▶ [EXERCISE INSTRUCTIONS] Word for word, copy each record that comes after this.

▶ [INFORMATION]

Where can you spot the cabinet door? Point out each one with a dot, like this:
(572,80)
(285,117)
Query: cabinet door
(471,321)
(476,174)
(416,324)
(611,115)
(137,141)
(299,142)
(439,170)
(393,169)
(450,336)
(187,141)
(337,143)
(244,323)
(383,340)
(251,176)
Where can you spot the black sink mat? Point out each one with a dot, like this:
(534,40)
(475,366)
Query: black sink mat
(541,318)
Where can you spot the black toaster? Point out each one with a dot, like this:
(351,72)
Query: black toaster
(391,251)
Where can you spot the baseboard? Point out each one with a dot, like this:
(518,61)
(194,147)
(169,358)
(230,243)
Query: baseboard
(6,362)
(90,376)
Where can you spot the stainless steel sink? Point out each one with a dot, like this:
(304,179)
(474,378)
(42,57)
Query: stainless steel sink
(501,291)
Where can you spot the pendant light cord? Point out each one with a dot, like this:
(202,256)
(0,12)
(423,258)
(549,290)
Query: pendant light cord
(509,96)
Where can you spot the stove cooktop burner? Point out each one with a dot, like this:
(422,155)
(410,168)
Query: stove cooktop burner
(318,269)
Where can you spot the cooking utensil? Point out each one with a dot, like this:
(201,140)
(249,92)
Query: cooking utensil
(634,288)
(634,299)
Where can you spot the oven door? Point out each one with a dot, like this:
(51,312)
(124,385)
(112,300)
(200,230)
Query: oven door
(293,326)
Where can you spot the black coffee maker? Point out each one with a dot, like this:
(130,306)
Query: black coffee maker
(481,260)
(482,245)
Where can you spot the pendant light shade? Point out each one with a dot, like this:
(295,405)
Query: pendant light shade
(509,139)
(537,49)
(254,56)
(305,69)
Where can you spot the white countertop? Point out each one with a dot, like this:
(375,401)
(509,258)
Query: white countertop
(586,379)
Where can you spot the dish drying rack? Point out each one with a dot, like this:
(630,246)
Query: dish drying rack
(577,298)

▶ [TASK SOLUTION]
Where can you spot the cabinet door? Point out each one with a dot, like this:
(572,80)
(285,117)
Query: cabinet door
(471,321)
(476,174)
(416,324)
(611,115)
(137,141)
(299,142)
(439,170)
(393,169)
(450,336)
(187,141)
(337,143)
(244,323)
(383,340)
(251,176)
Where can you spot the black sink mat? Point out each one with a dot, like this:
(534,40)
(475,366)
Query: black sink mat
(541,318)
Where can you spot the black toaster? Point out each one with a dot, like this:
(351,72)
Query: black toaster
(391,251)
Where can you spot the baseboard? Point out each one with a dot, like this:
(518,61)
(194,147)
(169,358)
(230,243)
Query: baseboard
(6,362)
(90,376)
Where can you spot the stainless steel sink? Point out each one with a dot, like this:
(304,179)
(474,378)
(42,57)
Query: stainless steel sink
(501,291)
Where can you spot the pendant light cord? Point out each one with a dot, like this:
(202,256)
(0,12)
(423,258)
(549,290)
Query: pendant light cord
(509,96)
Where can you spot the stove cooktop burner? Point out each one with a dot, like this:
(422,155)
(410,168)
Query: stove cooktop burner
(318,269)
Where can you spot the cooking utensil? Point out each one with a dot, like this:
(201,140)
(249,92)
Query: cooking utensil
(634,288)
(634,299)
Where can you spot the oven door? Point out each one with a dot, like this:
(51,312)
(124,385)
(112,300)
(200,230)
Query: oven door
(293,326)
Where can you spot the black coffee maker? Point out each one with a dot, like this:
(130,306)
Query: black coffee maker
(481,260)
(482,245)
Where can you spot the pendant light shade? Point out each one with a dot, like this:
(295,405)
Query: pendant light shade
(509,139)
(537,49)
(254,56)
(305,69)
Where can you spot the white countertop? Point out each one with a dot, like this:
(375,401)
(509,258)
Query: white countertop
(586,379)
Where can you spot the dish drying rack? Point out each one with a dot, like this:
(630,246)
Query: dish drying rack
(577,298)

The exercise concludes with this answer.